» **EXERCISE GOAL**: For each entry, output its words exactly and leave any picture behind.

» **EXTRACTED INFORMATION**:
....
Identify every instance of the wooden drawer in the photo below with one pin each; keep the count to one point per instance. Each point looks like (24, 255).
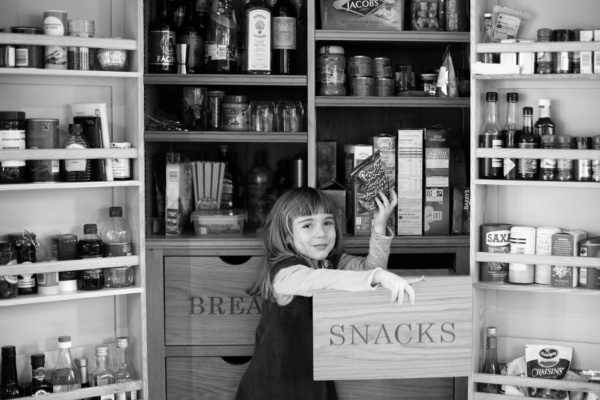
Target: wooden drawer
(214, 378)
(206, 302)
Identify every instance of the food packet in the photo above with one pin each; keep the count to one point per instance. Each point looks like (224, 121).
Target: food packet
(371, 179)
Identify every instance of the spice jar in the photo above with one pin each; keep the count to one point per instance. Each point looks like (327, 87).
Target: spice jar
(12, 137)
(332, 67)
(235, 113)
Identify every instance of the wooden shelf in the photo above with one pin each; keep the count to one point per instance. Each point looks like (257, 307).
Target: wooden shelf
(392, 36)
(67, 154)
(372, 101)
(92, 391)
(66, 41)
(226, 136)
(66, 296)
(226, 80)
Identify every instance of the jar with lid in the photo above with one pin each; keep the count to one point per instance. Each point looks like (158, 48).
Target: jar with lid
(235, 113)
(12, 137)
(544, 58)
(332, 67)
(564, 165)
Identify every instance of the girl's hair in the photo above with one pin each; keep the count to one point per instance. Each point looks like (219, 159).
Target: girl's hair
(278, 236)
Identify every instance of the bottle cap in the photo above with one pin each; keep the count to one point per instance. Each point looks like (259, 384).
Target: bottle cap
(90, 228)
(491, 96)
(115, 211)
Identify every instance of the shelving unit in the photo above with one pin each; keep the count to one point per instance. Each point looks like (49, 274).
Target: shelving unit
(535, 313)
(33, 323)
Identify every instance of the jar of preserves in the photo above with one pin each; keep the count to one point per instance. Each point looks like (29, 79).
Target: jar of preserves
(332, 67)
(12, 137)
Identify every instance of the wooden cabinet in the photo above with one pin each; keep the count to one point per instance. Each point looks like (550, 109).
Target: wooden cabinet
(535, 314)
(33, 323)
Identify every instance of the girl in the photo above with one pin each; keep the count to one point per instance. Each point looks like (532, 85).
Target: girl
(303, 254)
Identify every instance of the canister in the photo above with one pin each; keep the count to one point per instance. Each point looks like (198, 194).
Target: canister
(42, 133)
(522, 241)
(495, 238)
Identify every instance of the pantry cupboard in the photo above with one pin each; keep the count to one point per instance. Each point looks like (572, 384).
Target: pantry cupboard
(535, 314)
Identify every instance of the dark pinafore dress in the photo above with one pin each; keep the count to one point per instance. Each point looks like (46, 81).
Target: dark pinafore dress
(282, 364)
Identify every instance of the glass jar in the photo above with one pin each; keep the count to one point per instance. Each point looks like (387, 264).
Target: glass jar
(235, 113)
(332, 67)
(12, 137)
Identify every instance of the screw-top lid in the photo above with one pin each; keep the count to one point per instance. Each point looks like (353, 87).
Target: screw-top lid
(491, 96)
(115, 211)
(90, 228)
(75, 128)
(12, 115)
(331, 50)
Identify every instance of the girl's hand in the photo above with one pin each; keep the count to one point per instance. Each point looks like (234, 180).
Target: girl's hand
(385, 207)
(397, 285)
....
» **THE COMPLETED TASK**:
Identify every instance of the wooden drawer in the photo below with one pin each; keep the count to one point per instance. Each point looks like (24, 255).
Target: wooden drawer
(214, 378)
(206, 302)
Identify every instance of the food packet in the photo above with one pin each; keep the count to one point per instance. Each point looks like (224, 121).
Target: food packet
(371, 179)
Identify every instance of the spice jar in the photo above with one pin each; keep the count to one point per instance. Each point looks like (327, 87).
Target: spice jar
(12, 137)
(332, 67)
(235, 113)
Identify every instance of the wooden shelf in the photo above with one pin each; keep the count to one point per instance. Each point looks like (257, 307).
Target: wooden shelf
(392, 36)
(67, 154)
(372, 101)
(92, 391)
(66, 41)
(226, 136)
(66, 296)
(226, 80)
Identify every instance of the jar with lid in the photo above with one pin each; keep the count to one point per instance. Each point looks like (158, 48).
Target: jar with lid
(235, 113)
(12, 137)
(544, 58)
(332, 67)
(564, 165)
Identify every instance of the girl's hair in the photo above with one pin each; keep the count to one point per instance. Each point looks like (219, 159).
Target: girl's hair
(278, 236)
Identify every instance of the bottle cap in the photo above with one pin each; keep the count to one point per instance. Each point looks like (259, 384).
Target: bottle cap
(90, 228)
(491, 96)
(115, 211)
Identify every instance of the shelving unit in the photo above with one pin each; keep the count to one point per instance. Each point looks like (49, 274).
Target: shelving unit
(535, 313)
(33, 323)
Identify every instance of the jar of preserves in the photo above with one pin each; keep the count to one point per instance. Each point looks like (29, 79).
Target: jar of preserves
(332, 67)
(12, 137)
Identify every instance of the wooden cabinet in the photo above with one pin each; keep the count to one point per instance. Each point looks like (550, 109).
Target: wooden cabinet
(535, 314)
(33, 323)
Identify every instance of the girl in the photo above with one pin each; keep the count to one point per instance. Each point looks like (532, 85).
Target: girl
(303, 254)
Identify every instance of the canister in the photo above with one pin each; keep the count to one point per instance. Each point looks like (198, 194).
Target: canister
(42, 133)
(522, 241)
(495, 238)
Identify every instance of the pantry cupboard in the photo above with one pin each; keep the count to one point per instance. Each point looks like (572, 384).
Target: pantry cupboard
(535, 314)
Identify every instance of the dark pinafore dress in the photo above with one pin each; keep the count to one point per instance. Each point looks like (46, 81).
Target: dark pinafore dress
(282, 364)
Identify every instance of the glass jar in the photo above with one pin each; keep the count to one point per instance. Each point looks like (387, 264).
Target: glass jar
(235, 113)
(332, 67)
(12, 137)
Identify every instance of the screw-top lid in the photo above with one pin each; keep the count to one point per instance. Each point looks like (353, 87).
Target: screw-top lid
(491, 96)
(115, 211)
(90, 228)
(75, 128)
(12, 115)
(331, 50)
Identify every instance of the girl's hand in the photo above with one pin each; keep the count to one point per instance. Each point looks like (234, 180).
Target: girl's hand
(385, 207)
(397, 285)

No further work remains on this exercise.